• [FRAGMENT]
──────

Belanghebbende heeft ter zitting verklaard dat de in 2.3 vermelde overeenkomst representatief is voor de gebruiksovereenkomsten met betrekking tot de overige anti-kraakwoningen. Nu dat niet bestreden is, zal de rechtbank daar ook van uitgaan. Uit de bedoelde overeenkomst blijkt dat de gebruiker zich verplicht tot betaling van een vergoeding voor het gebruik van € 113,45 per maand. Uit de artikelen 5 en 6 van die overeenkomst blijkt dat de kosten van dagelijks onderhoud en de genoemde gebruikskosten voor rekening van de gebruiker komen. De gebruiksvergoeding van € 113,45 dient derhalve niet ter dekking van die kosten. Belanghebbende heeft ter zitting verklaard dat de gebruiksvergoeding is bedoeld ter compensatie van kosten van de gemeente, zoals die ter zake van de hypotheek (financieringskosten), brandverzekering en schoonmaak. Dit zijn merendeels kosten die samenhangen met de eigendom van de woningen en die onvoldoende te maken hebben met het gebruik van de woning. Nu voorts het bedrag van € 113,45 niet als symbolisch kan worden aangemerkt, is de rechtbank van oordeel dat de verplichting om de gebruiksvergoeding te betalen dient te worden aangemerkt als een verbinding tot een tegenprestatie als bedoeld in artikel 7:201, eerste lid, van het BW. Nu de overeenkomst ook overigens de kenmerken heeft van huur, is bij de anti-kraakwoningen sprake van huur in civielrechtelijke zin.

──────

• [AANGELEVERDE GEGEVENS]
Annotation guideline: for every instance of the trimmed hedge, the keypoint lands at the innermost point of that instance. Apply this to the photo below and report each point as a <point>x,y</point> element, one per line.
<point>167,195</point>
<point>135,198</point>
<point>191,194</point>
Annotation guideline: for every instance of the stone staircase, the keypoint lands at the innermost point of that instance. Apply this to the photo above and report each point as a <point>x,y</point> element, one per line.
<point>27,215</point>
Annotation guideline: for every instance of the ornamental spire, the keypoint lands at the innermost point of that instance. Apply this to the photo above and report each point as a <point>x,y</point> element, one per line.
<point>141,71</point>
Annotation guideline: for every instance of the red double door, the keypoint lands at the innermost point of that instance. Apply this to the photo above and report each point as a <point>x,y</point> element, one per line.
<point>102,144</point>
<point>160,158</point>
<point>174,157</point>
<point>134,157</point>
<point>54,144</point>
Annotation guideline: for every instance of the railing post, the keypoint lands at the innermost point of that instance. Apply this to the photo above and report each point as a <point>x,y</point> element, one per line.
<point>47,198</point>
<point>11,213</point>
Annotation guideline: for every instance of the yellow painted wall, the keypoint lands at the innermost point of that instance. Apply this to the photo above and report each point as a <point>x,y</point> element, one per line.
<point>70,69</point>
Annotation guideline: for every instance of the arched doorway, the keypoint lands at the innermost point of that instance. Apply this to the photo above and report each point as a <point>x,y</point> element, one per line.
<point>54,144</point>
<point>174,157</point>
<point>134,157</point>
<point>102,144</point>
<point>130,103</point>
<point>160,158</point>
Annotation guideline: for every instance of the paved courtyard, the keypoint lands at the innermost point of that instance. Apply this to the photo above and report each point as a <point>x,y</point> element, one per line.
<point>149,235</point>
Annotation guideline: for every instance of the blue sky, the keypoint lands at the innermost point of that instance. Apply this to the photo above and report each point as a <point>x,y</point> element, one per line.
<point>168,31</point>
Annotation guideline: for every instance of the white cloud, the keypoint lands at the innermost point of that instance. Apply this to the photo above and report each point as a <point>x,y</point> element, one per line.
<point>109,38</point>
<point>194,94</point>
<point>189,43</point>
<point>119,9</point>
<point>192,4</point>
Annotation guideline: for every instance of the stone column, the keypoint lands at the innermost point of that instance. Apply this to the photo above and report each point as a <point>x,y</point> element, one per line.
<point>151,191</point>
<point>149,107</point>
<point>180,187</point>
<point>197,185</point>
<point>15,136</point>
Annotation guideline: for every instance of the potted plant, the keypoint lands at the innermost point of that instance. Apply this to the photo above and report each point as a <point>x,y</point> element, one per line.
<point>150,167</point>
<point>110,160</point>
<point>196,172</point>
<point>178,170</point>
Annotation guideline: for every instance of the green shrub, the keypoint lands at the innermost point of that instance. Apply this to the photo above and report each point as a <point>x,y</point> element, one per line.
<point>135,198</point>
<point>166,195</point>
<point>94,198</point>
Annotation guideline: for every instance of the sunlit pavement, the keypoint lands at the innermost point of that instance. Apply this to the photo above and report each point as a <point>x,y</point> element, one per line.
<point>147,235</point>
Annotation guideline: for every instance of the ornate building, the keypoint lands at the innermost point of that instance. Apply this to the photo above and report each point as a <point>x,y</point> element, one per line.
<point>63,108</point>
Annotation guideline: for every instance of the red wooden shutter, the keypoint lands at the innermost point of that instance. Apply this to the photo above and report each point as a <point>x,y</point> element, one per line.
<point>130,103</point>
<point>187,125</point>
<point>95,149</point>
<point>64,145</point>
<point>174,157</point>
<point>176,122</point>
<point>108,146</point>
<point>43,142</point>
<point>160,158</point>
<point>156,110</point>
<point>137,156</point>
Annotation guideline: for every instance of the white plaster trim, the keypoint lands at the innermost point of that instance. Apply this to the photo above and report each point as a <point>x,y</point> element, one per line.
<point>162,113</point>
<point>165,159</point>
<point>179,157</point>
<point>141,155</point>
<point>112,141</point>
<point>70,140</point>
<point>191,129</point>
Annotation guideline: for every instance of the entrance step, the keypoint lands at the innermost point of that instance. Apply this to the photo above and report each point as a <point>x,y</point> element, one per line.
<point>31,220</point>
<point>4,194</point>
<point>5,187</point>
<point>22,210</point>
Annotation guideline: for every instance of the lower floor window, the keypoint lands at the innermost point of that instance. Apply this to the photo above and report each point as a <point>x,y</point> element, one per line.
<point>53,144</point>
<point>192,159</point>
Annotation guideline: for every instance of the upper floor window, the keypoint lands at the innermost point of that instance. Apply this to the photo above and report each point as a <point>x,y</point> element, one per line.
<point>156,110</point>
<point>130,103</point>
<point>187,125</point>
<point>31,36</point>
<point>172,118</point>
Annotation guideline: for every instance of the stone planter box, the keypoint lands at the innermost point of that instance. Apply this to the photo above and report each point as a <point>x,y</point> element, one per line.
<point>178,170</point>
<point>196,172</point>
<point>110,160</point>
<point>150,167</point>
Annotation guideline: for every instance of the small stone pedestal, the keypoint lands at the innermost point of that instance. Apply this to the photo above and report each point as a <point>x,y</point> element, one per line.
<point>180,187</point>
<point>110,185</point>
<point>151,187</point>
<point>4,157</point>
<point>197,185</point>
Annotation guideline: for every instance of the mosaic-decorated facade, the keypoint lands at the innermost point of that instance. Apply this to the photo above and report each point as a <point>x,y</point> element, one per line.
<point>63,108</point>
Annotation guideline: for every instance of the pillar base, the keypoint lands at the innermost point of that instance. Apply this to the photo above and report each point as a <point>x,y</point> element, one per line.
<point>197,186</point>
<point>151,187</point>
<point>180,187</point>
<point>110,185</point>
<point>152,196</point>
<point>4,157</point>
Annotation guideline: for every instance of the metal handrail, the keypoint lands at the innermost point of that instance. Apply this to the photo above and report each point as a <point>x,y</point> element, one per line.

──────

• [OP TE LOSSEN]
A) Vat het fragment over de anti-kraakwoningen samen in twee zinnen.
B) Schrijf verder aan het fragment over de anti-kraakwoningen, te beginnen na de laatste zin ervan.

• [VERWACHTE RESULTATEN]
A) Volgens de representatieve gebruiksovereenkomst betaalt de gebruiker € 113,45 per maand, terwijl de kosten van dagelijks onderhoud en de gebruikskosten al voor zijn rekening komen. Omdat die vergoeding merendeels met de eigendom samenhangende kosten van de gemeente compenseert en niet symbolisch is, geldt zij als tegenprestatie in de zin van artikel 7:201, eerste lid, BW, zodat bij de anti-kraakwoningen sprake is van huur in civielrechtelijke zin.

B)
4.11.
Nu sprake is van huur in civielrechtelijke zin, zijn de anti-kraakwoningen aan te merken als voor verhuur bestemde woningen in de zin van artikel 2, aanhef en onderdeel a, van de Wet verhuurderheffing. De overige standpunten van belanghebbende kunnen hieraan niet afdoen. Hetgeen in 4.5 en 4.6 is overwogen, geldt dienovereenkomstig voor anti-kraakwoningen.
4.12.
Gelet op hetgeen hiervoor is overwogen, behoren de in 4.8 bedoelde woningen eveneens tot de heffingsgrondslag van de verhuurderheffing 2013. Het beroep is ook in zoverre ongegrond.
Conclusie
4.13.
Voor het zich hier voordoende geval dat de Leegstandwetwoningen en de anti-kraakwoningen tot de grondslag van de verhuurderheffing behoren, is tussen partijen niet in geschil dat het geheven bedrag aan verhuurderheffing – na uitspraak op bezwaar – juist is. Het beroep is derhalve ongegrond.
5. Proceskosten
De rechtbank ziet geen aanleiding voor een proceskostenveroordeling.
6. Beslissing
De rechtbank verklaart het beroep ongegrond.
Deze uitspraak is gedaan op 29 oktober 2015 door mr. M.R.T. Pauwels, voorzitter, mr. C.A.F.M. Stassen en mr. M.W.C. Soltysik, rechters, en op dezelfde dag in het openbaar uitgesproken in tegenwoordigheid van mr. I. van Wijk, griffier.
De griffier, De voorzitter,
Afschrift aangetekend verzonden aan partijen op:
Rechtsmiddel
Tegen deze uitspraak kunnen partijen binnen zes weken na de verzenddatum hoger beroep instellen bij het gerechtshof te ‘s-Hertogenbosch (belastingkamer), Postbus 70583, 5201 CZ ’s-Hertogenbosch.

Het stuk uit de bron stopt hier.